Текст
● ● ● ●
Продолжение. Начало в №42
Замечательно, что, вчитавшись в повесть, мы получаем возможность освободить память от завалов лжи, недоговоренности, высвободить вечные человеческие ценности, среди которых свобода, любовь и семья.
Повесть не научный трактат. В ней молодой читатель имеет дело не с сухими фактами и документами, а с художественными образами, созданными автором. Они сотворены на основе абсолютно честного изложения истории. Но в том-то и ценность художественного текста, что он волнует, включая в работу не только ум, но и сердце, развивая в читателе эмпатию. Эмпатией называется осознанное сопереживание эмоциональному состоянию другого человека. Пусть даже этот человек жил в совсем другую, далекую от нас эпоху.
Но по мере чтения вдруг оказывается, что во все времена людей волнуют одни и те же вечные вопросы, на которые до сих пор нет однозначных окончательных ответов. А раз так, то эти вопросы имеет смысл обсуждать в своих компаниях, если, конечно, эти «тусовки» не состоят из одноклеточных существ, находящихся в постоянной погоне за удовольствиями и острыми ощущениями. Между тем поиск истины – еще какое наслаждение, разумеется, для тех, кто знает в этом толк.
К этому розыску мы и приступаем.
«Времена не выбирают, в них живут и умирают»
● ● ● ●
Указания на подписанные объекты
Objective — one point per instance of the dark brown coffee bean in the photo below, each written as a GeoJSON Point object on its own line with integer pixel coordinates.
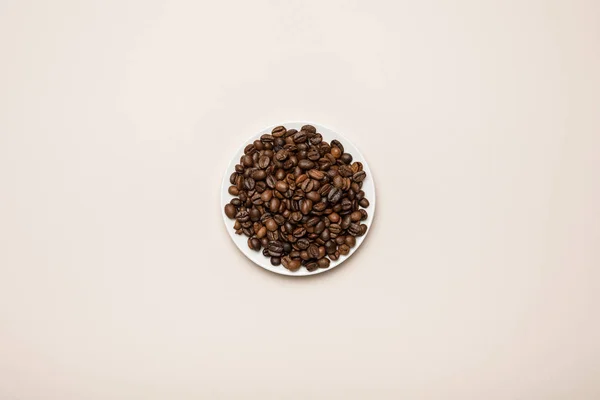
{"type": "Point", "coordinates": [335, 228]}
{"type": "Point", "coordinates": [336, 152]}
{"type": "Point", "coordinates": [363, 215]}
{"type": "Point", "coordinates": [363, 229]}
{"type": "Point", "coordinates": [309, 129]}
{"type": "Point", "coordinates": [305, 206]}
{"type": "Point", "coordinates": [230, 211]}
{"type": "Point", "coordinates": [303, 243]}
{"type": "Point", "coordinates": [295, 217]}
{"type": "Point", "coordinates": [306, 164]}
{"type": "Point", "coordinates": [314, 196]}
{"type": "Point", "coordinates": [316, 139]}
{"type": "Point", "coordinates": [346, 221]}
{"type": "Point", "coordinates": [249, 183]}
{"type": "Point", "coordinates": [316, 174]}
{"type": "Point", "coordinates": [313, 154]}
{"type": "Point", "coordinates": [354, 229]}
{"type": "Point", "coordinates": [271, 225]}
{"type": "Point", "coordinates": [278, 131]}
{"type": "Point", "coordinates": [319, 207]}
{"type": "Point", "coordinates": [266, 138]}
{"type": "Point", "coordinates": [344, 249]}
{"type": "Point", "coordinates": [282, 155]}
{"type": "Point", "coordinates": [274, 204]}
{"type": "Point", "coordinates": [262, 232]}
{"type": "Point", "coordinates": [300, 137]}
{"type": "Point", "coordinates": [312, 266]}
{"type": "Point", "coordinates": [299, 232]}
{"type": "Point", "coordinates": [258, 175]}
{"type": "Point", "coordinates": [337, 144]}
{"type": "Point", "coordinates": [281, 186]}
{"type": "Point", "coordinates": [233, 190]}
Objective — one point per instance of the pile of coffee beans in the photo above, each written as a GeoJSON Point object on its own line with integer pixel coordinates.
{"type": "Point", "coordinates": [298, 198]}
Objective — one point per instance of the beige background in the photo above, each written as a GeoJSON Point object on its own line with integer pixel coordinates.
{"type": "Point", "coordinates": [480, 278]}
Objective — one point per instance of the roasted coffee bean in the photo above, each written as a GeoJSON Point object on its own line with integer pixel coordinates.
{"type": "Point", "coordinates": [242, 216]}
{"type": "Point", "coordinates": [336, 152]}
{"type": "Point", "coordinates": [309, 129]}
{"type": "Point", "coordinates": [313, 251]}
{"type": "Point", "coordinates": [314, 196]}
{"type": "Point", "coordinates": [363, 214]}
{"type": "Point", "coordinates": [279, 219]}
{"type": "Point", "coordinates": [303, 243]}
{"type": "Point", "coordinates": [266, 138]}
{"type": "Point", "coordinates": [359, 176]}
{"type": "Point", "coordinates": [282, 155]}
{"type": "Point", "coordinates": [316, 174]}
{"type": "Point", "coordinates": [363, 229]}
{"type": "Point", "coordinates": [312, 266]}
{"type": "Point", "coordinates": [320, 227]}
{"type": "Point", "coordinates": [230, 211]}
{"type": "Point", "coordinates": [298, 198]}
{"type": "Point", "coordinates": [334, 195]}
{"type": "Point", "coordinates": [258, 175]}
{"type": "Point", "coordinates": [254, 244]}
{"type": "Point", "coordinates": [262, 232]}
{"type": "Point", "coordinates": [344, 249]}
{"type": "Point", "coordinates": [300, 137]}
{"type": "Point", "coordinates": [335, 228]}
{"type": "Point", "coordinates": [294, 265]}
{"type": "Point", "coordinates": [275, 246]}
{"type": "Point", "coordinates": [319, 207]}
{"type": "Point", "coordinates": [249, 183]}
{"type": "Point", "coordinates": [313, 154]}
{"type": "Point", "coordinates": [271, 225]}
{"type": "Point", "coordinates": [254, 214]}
● ● ● ●
Задания
• a. Перепишите без изменений отрывок из текста о повести: начните со слов «Продолжение. Начало в» и закончите словами «любовь и семья.».
• b. Как в тексте о повести определяется эмпатия?

Ответы
• a.
Продолжение. Начало в №42
Замечательно, что, вчитавшись в повесть, мы получаем возможность освободить память от завалов лжи, недоговоренности, высвободить вечные человеческие ценности, среди которых свобода, любовь и семья.

• b. Эмпатия — это осознанное сопереживание эмоциональному состоянию другого человека.